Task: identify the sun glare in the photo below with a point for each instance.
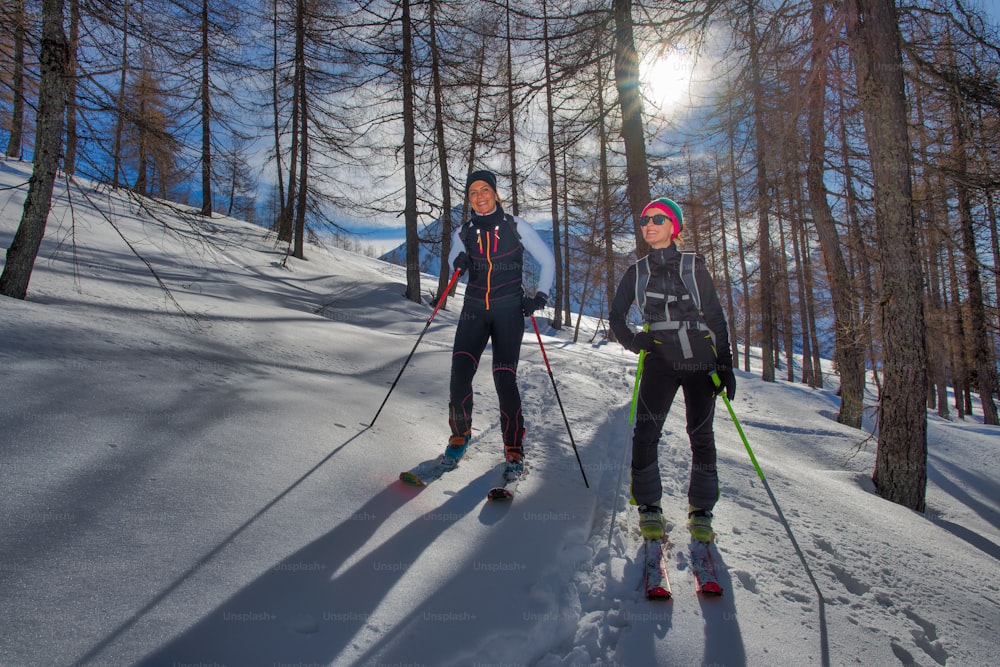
(666, 78)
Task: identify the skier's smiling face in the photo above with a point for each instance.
(482, 197)
(658, 236)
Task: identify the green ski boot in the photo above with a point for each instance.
(700, 524)
(651, 523)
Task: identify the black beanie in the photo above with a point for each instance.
(481, 175)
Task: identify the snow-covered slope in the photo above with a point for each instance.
(193, 479)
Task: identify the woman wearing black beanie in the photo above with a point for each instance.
(490, 247)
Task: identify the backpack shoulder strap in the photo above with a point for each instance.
(513, 225)
(641, 281)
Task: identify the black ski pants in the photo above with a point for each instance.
(476, 327)
(657, 389)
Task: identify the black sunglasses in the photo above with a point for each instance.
(655, 219)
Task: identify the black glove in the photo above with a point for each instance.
(642, 342)
(529, 304)
(724, 378)
(462, 262)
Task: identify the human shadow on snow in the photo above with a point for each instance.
(311, 606)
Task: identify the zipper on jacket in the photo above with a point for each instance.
(489, 272)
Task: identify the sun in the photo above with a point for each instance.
(666, 77)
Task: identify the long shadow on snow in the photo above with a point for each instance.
(308, 608)
(124, 627)
(723, 637)
(936, 474)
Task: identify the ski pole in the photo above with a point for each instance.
(559, 400)
(824, 642)
(631, 423)
(444, 295)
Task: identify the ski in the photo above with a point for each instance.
(655, 569)
(512, 476)
(426, 472)
(703, 567)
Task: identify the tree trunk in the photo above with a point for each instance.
(410, 163)
(556, 321)
(850, 351)
(116, 158)
(17, 82)
(901, 459)
(630, 99)
(511, 118)
(275, 105)
(761, 135)
(206, 119)
(442, 150)
(740, 246)
(53, 62)
(980, 353)
(69, 159)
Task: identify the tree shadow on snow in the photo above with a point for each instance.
(311, 606)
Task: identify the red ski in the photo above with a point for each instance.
(655, 569)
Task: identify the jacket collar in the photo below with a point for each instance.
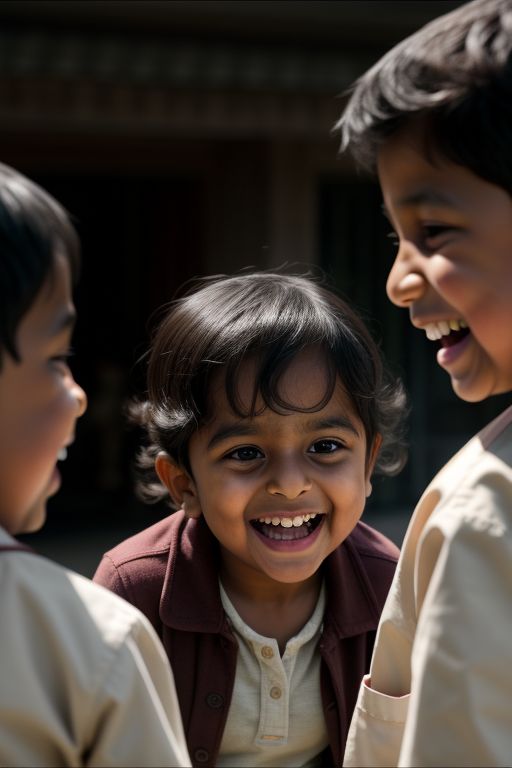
(191, 599)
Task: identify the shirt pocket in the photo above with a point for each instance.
(376, 730)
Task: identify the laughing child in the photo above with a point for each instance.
(84, 680)
(434, 119)
(267, 412)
++++++++
*AIM OF THE EXERCISE:*
Give back every one of the records above, line for line and unchanged, leaving out the pictures.

*FINAL RESULT:*
Task: identify the sun glare in the photo below with a point for each instance.
(666, 78)
Task: identify the skier's smiling face in the photo above with a point for each instance.
(482, 197)
(658, 236)
Task: identify the green ski boot in the photo above with a point for each instance.
(700, 524)
(651, 523)
Task: identify the black beanie in the photo above with a point for each instance.
(481, 175)
Task: identify the snow-covered slope in the photo above with a point for each instance.
(193, 479)
Task: identify the woman wearing black beanie in the photo above with a point for each instance.
(490, 247)
Task: identify the backpack shoulder strap in the photo above with a point for each instance.
(513, 225)
(641, 281)
Task: identify the black ski pants in the photo above with a point for each instance.
(476, 327)
(657, 389)
Task: identify the black sunglasses in the photo above with a point for each instance.
(655, 219)
Task: identify the black glove in the photo above with a point for each instance.
(642, 342)
(529, 304)
(724, 378)
(462, 262)
Task: identify the human shadow on snow in the photo above with a point for each instance.
(311, 606)
Task: identify the zipper on jacket in the photo above with a point for each instance.
(489, 272)
Task: identify the sun in the photo above with a point for each instance.
(666, 77)
Task: identify the long shadow on snow in the photo above with a point for each instance.
(308, 608)
(124, 627)
(723, 637)
(936, 474)
Task: identify the ski pole in the photo above with a point for each instance.
(559, 400)
(824, 642)
(631, 423)
(444, 295)
Task: identify the ski in the photo above with a point for each instance.
(655, 569)
(512, 476)
(426, 472)
(703, 567)
Task: identify the tree trunk in the photo above with a point for each instance.
(410, 163)
(556, 321)
(850, 351)
(116, 158)
(17, 82)
(901, 459)
(630, 99)
(511, 118)
(275, 105)
(761, 135)
(206, 119)
(442, 150)
(740, 246)
(53, 62)
(980, 353)
(69, 159)
Task: identify the tree shadow on snow in the photo above with a point for each instance.
(311, 606)
Task: identify the red ski in the photo above with a point for each instance.
(655, 569)
Task: identify the jacket collar in the photo below with a point for each instance.
(191, 599)
Task: identify the shirt pocket in the photo above with a point for each instance.
(376, 730)
Task: identify the laughing child in the photo above with a point for each instance.
(84, 680)
(434, 119)
(267, 412)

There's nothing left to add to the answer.